**What you should do**
Make your reply a word-for-word repeat of the records.

============================================================

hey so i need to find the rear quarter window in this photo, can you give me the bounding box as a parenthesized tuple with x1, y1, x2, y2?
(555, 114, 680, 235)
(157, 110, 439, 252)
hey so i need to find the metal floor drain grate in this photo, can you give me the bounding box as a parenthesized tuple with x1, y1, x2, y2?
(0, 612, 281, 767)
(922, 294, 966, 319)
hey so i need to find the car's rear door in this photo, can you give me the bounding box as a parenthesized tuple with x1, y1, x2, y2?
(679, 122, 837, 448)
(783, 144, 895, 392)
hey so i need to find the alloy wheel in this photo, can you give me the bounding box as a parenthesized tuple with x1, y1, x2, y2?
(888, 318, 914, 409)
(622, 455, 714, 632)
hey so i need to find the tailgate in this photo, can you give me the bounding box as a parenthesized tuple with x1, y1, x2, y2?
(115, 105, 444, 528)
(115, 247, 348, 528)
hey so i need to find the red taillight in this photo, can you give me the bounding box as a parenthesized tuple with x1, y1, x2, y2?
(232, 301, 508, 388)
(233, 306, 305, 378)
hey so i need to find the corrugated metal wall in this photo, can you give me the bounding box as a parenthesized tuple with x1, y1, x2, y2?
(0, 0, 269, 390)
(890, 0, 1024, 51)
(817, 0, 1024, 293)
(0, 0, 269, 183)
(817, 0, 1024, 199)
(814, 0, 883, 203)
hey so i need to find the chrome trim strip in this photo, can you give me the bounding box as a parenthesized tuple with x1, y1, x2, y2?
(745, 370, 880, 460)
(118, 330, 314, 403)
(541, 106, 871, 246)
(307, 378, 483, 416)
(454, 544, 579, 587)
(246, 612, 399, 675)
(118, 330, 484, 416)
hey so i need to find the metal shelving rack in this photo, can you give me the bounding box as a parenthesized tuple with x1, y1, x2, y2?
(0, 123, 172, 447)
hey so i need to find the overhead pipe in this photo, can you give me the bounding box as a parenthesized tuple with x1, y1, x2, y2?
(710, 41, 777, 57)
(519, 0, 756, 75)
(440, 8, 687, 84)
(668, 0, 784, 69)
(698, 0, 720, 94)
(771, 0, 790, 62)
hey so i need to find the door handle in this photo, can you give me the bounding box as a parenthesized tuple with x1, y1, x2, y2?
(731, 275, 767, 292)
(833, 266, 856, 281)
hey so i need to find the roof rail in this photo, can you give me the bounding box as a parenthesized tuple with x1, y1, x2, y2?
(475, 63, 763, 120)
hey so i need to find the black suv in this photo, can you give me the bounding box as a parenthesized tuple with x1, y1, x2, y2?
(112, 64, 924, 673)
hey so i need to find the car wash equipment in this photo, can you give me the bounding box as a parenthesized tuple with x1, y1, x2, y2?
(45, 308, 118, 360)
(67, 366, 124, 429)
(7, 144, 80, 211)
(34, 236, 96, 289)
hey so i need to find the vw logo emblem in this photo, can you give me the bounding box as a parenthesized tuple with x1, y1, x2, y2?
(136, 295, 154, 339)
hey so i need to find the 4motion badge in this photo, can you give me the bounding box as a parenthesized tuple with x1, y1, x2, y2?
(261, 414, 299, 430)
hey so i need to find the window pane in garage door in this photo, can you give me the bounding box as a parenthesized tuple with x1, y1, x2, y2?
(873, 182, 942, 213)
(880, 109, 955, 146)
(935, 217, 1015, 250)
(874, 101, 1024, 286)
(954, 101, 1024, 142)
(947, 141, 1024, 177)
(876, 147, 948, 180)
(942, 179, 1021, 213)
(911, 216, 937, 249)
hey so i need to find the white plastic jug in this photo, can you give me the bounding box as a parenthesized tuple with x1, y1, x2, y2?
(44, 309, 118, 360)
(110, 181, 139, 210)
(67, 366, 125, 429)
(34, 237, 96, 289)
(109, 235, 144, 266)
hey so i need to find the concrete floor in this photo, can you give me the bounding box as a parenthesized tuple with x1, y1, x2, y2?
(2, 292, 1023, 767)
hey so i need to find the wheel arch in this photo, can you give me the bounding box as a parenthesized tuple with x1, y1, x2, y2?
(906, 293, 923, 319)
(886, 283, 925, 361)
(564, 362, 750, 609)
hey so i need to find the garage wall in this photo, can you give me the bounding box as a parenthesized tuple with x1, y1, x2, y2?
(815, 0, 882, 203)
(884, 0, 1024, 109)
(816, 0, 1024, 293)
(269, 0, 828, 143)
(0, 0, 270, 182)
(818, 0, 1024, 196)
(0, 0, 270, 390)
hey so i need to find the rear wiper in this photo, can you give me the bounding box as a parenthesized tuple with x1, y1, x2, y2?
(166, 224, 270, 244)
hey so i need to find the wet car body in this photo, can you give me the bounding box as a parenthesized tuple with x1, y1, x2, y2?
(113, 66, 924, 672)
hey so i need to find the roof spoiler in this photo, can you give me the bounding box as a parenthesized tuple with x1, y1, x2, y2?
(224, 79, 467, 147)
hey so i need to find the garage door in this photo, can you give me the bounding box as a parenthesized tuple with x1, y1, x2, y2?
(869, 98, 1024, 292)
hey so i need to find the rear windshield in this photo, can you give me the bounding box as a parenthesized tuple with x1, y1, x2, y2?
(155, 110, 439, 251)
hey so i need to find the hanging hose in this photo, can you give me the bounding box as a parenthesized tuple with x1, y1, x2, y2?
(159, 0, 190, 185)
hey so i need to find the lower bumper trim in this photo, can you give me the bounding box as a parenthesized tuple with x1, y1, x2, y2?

============================================================

**Solution for this exercise**
hey so i need to find the rear quarter window in this photo, can you give me the bounding box as a parenthesized tuple with x1, y1, x2, y2?
(555, 114, 680, 235)
(157, 110, 439, 252)
hey so i need to find the metal floor drain grate in this photo, can you give me the bounding box as a parenthesized tuple with x1, y1, x2, y2?
(0, 612, 281, 767)
(922, 294, 966, 319)
hey so i need to find the car's rear door in this photo, can you give me the bounding box as a parenthesized tuple with x1, y1, x2, y2?
(679, 122, 837, 448)
(783, 144, 895, 392)
hey so i need to find the alloy wheel in this photo, can you give me the bounding box as a parenthesized tuple with x1, y1, x2, y2?
(888, 318, 914, 409)
(622, 455, 714, 632)
hey so i need to find the tailgate in this photo, can you give me the bounding box as a parenthesized tuple with x1, y1, x2, y2?
(115, 105, 444, 528)
(115, 247, 348, 528)
hey so i need to find the red taillight in this photo, can you give me the bounding box as a parenthesized tuple with x1, y1, x2, y2?
(232, 301, 508, 388)
(233, 306, 305, 378)
hey so i need to find the corrugated metal wall in this photo, can you give me the bounding box as a parenthesized tuple with x1, y1, x2, y2?
(0, 0, 269, 390)
(890, 0, 1024, 51)
(817, 0, 1024, 293)
(0, 0, 269, 183)
(817, 0, 1024, 199)
(814, 0, 883, 203)
hey so i need to find the chrome trim strip in this photo, can you give me the bounding box as a parenthesized tuple with x1, y1, x2, y2?
(745, 370, 880, 460)
(118, 330, 314, 403)
(541, 106, 871, 246)
(307, 378, 483, 416)
(454, 544, 579, 587)
(246, 612, 399, 675)
(118, 330, 484, 416)
hey so i need to find the metal shelving rack in this photo, can you give me the bounding box as a parenthesized tuple with x1, y1, x2, y2?
(0, 123, 172, 447)
hey so i need to find the overhead pipe in this photo, can you give me the bounding box as a parenthesized tuple with x1, y1, x2, y2?
(710, 41, 777, 57)
(519, 0, 756, 75)
(440, 8, 687, 84)
(668, 0, 784, 69)
(698, 0, 720, 94)
(771, 0, 790, 62)
hey so i need to find the door handle in this photo, can you give me the bounding box as a parenthesized tuple with x1, y1, x2, y2?
(731, 275, 767, 292)
(833, 266, 856, 281)
hey so i need to find the roof rail in this photo, can you give me the bounding box as a parenthesized tuple with x1, y1, x2, y2?
(475, 63, 763, 120)
hey so i need to find the black suv in this photo, can you give me the bounding box as a parenthesized tuple with x1, y1, x2, y2?
(112, 64, 924, 673)
hey so i need to find the car wash equipment in this photo, can you give me the bounding box as a parenthesized tuple with x1, y1, x2, y2?
(45, 308, 118, 360)
(67, 366, 124, 429)
(7, 144, 80, 211)
(34, 236, 96, 289)
hey so i need to find the vw logo emblem in this photo, can you give me the bounding box as a parenthesized tuple with x1, y1, x2, y2?
(136, 295, 154, 339)
hey so i need to find the 4motion badge in this photo, can you give me the bounding box as a parenthesized tuple with x1, y1, x2, y2?
(261, 414, 299, 430)
hey so i need to find the window pane in garage door in this photo, can you give me the bounding box as a parenthesized tuple with x1, y1, x2, y2?
(873, 182, 942, 213)
(880, 109, 955, 146)
(935, 217, 1015, 250)
(874, 101, 1024, 286)
(954, 101, 1024, 142)
(947, 141, 1024, 177)
(876, 147, 948, 180)
(942, 179, 1021, 213)
(911, 216, 937, 249)
hey so i need to find the white plastic jug in this photo, can you give me the bounding box as a parenthesized tuple with x1, y1, x2, y2?
(44, 309, 118, 360)
(110, 181, 139, 210)
(67, 366, 125, 429)
(34, 237, 96, 289)
(109, 235, 144, 266)
hey so i need to find the concrete floor in this photo, can you give me the bounding box as a parenthesized tuple with x1, y1, x2, y2?
(2, 292, 1023, 767)
hey so i need to find the wheel arch in this photo, can you give me the bounding box as a parenthesized tuple with x1, y1, x2, y2?
(906, 293, 923, 319)
(886, 283, 925, 361)
(564, 362, 750, 609)
hey so i need to find the garage wall in this photo, can you give me the bounding box as a parenthesized tuple with x1, y1, x2, y2?
(815, 0, 882, 203)
(884, 0, 1024, 109)
(816, 0, 1024, 293)
(269, 0, 828, 143)
(0, 0, 270, 182)
(818, 0, 1024, 196)
(0, 0, 270, 390)
hey so i need to find the rear wiper in this photo, can you give me the bounding box as a parenthesized tuple with x1, y1, x2, y2?
(166, 224, 270, 244)
hey so i need to find the wet car body in this photo, can you give me the bounding box as a parenthesized tuple with x1, y1, x2, y2?
(113, 66, 924, 672)
hey so i need to find the roof spoiler in this photo, can you give me the bounding box as a parenthesized tuple with x1, y1, x2, y2?
(224, 79, 467, 147)
hey so i need to find the garage door in this photo, can you give me the bounding box as a parenthesized tuple with x1, y1, x2, y2?
(869, 98, 1024, 292)
hey so i need to find the rear windshield in this photo, can you give me the bounding box as a parenthesized tuple with x1, y1, x2, y2?
(155, 110, 439, 251)
hey so i need to find the hanging hose in this photo, can you give me the bounding box as a parenthesized tuple with x1, y1, x2, y2?
(159, 0, 190, 185)
hey so i need to find the lower bumper trim in this photo, can you give me the bounding box as a parenthesized tuple with x1, y1, x2, y2?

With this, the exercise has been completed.